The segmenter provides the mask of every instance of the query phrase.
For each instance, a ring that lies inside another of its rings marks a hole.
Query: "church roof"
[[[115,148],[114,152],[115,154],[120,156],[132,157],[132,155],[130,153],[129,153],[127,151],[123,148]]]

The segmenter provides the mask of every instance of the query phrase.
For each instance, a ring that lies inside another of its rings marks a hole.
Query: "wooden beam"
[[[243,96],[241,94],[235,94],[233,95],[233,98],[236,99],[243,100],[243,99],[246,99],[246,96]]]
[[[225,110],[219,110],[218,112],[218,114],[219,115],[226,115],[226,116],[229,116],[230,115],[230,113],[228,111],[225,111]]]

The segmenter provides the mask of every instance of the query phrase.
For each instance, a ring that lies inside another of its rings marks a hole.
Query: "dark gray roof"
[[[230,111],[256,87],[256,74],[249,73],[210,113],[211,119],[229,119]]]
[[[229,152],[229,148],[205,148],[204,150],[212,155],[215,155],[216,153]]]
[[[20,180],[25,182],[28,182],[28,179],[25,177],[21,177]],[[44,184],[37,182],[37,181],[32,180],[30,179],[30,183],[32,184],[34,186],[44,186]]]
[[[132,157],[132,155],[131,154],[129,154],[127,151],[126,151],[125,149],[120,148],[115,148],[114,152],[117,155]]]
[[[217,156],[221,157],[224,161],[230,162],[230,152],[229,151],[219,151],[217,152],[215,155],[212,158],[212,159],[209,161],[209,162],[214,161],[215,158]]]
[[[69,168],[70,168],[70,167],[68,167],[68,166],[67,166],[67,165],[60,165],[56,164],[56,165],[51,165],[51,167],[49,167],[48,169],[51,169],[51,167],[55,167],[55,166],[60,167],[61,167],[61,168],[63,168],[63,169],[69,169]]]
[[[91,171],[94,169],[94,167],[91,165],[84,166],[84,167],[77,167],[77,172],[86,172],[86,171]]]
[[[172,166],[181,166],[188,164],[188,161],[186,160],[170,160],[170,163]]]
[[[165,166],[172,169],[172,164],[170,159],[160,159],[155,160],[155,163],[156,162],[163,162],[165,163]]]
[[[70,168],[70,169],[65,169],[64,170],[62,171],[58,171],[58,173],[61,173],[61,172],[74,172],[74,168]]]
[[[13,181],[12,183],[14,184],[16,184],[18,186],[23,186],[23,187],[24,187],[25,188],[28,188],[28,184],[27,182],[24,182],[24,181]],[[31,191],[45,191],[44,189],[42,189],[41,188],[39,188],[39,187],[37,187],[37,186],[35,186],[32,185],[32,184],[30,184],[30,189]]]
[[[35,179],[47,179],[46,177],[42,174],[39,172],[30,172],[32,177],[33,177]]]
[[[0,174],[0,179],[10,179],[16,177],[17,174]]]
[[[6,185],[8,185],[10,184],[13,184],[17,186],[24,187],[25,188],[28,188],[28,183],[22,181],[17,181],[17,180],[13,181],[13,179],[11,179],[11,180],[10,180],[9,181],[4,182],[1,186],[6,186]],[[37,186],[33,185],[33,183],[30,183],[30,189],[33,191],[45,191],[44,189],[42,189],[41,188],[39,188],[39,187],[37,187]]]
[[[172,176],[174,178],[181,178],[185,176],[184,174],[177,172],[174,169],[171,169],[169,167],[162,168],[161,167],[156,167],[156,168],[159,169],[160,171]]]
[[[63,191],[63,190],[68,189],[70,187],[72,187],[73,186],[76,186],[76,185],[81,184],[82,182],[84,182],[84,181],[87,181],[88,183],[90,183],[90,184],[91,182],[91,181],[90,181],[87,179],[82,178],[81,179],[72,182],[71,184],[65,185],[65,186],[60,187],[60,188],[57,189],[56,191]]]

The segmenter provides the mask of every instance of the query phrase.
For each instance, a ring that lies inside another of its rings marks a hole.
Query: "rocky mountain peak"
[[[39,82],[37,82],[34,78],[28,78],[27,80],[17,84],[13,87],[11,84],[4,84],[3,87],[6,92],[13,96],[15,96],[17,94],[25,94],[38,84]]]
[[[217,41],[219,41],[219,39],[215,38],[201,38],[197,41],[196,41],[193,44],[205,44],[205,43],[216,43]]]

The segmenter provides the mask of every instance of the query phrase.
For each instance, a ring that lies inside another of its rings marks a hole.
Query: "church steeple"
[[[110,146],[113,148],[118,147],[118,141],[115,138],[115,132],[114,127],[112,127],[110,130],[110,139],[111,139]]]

* * * *

Extract the data in full. Keep it word for word.

_EXERCISE ANSWER_:
The segmenter provides the mask of every instance of the query phrase.
For each instance, a ring that lies inside another of its rings marks a hole.
Query: "church roof"
[[[115,148],[114,152],[115,154],[120,156],[132,157],[132,155],[130,153],[129,153],[127,151],[123,148]]]

The segmenter provides the mask of every instance of the query phrase.
For each instance, a ring that lies inside another of its rings marks a hole.
Query: "wooden beam"
[[[243,96],[241,94],[235,94],[233,95],[233,98],[236,99],[243,100],[243,99],[246,99],[246,96]]]
[[[225,110],[219,110],[218,112],[218,114],[219,115],[226,115],[226,116],[229,116],[230,115],[230,113],[228,111],[225,111]]]

The segmenter provides the mask of every instance of the query phrase.
For each instance, a ring that lies inside another of its rings marks a hole.
Query: "dark gray roof"
[[[230,111],[256,87],[256,74],[249,73],[210,113],[211,119],[229,119]]]
[[[229,152],[229,148],[205,148],[204,150],[212,155],[215,155],[216,153]]]
[[[20,180],[25,182],[28,182],[28,179],[25,177],[21,177]],[[44,184],[37,182],[37,181],[32,180],[30,179],[30,183],[32,184],[34,186],[44,186]]]
[[[132,157],[132,155],[131,154],[129,154],[127,151],[126,151],[125,149],[120,148],[115,148],[114,152],[117,155]]]
[[[217,156],[221,157],[224,161],[230,162],[230,152],[229,151],[219,151],[217,152],[215,155],[212,158],[212,159],[209,161],[209,162],[214,161],[215,158]]]
[[[69,168],[70,168],[70,167],[68,167],[68,166],[67,166],[67,165],[60,165],[56,164],[56,165],[51,165],[51,167],[49,167],[48,169],[51,169],[51,167],[55,167],[55,166],[60,167],[61,167],[61,168],[63,168],[63,169],[69,169]]]
[[[91,171],[94,169],[94,167],[91,165],[84,166],[84,167],[77,167],[77,172],[86,172],[86,171]]]
[[[172,166],[181,166],[188,164],[188,161],[186,160],[170,160],[170,163]]]
[[[165,166],[172,169],[172,164],[170,159],[160,159],[155,160],[155,163],[156,162],[163,162],[165,163]]]
[[[70,168],[70,169],[65,169],[64,170],[62,171],[58,171],[58,173],[61,173],[61,172],[74,172],[74,168]]]
[[[13,181],[12,183],[14,184],[16,184],[18,186],[23,186],[23,187],[24,187],[25,188],[28,188],[28,184],[27,182],[24,182],[24,181]],[[31,191],[45,191],[44,189],[42,189],[41,188],[39,188],[39,187],[37,187],[37,186],[35,186],[32,185],[32,184],[30,184],[30,189]]]
[[[35,179],[47,179],[46,177],[42,174],[39,172],[30,172],[32,177],[33,177]]]
[[[0,174],[0,179],[10,179],[16,177],[17,174]]]
[[[6,185],[8,185],[10,184],[13,184],[17,186],[24,187],[25,188],[28,188],[28,183],[22,181],[17,181],[17,180],[13,181],[13,179],[11,179],[11,180],[10,180],[9,181],[4,182],[1,186],[6,186]],[[37,186],[33,185],[33,183],[30,183],[30,189],[33,191],[45,191],[44,189],[42,189],[41,188],[39,188],[39,187],[37,187]]]
[[[172,176],[174,178],[181,178],[185,176],[184,174],[177,172],[174,169],[171,169],[169,167],[162,168],[161,167],[156,167],[156,168],[159,169],[160,171]]]
[[[63,191],[63,190],[68,189],[70,187],[72,187],[73,186],[76,186],[76,185],[81,184],[82,182],[84,182],[84,181],[87,181],[88,183],[90,183],[90,184],[91,182],[91,181],[90,181],[87,179],[82,178],[81,179],[72,182],[71,184],[65,185],[65,186],[60,187],[60,188],[57,189],[56,191]]]

The segmenter provides the mask of every instance of the query phrase.
For each instance, a ring that lies inside another of its rings marks a hole.
Query: "rocky mountain peak"
[[[39,82],[37,82],[34,78],[28,78],[27,80],[17,84],[13,87],[11,84],[4,84],[3,87],[6,92],[13,96],[15,96],[17,94],[25,94],[38,84]]]
[[[217,41],[219,41],[219,39],[215,38],[201,38],[197,41],[196,41],[193,44],[205,44],[205,43],[216,43]]]

The segmenter provides the mask of every instance of the query phrase.
For each instance, a ring that lies inside another of its rings marks a hole.
Query: "church steeple"
[[[110,146],[113,148],[118,147],[118,141],[115,138],[115,132],[114,127],[112,127],[110,130],[110,139],[111,139]]]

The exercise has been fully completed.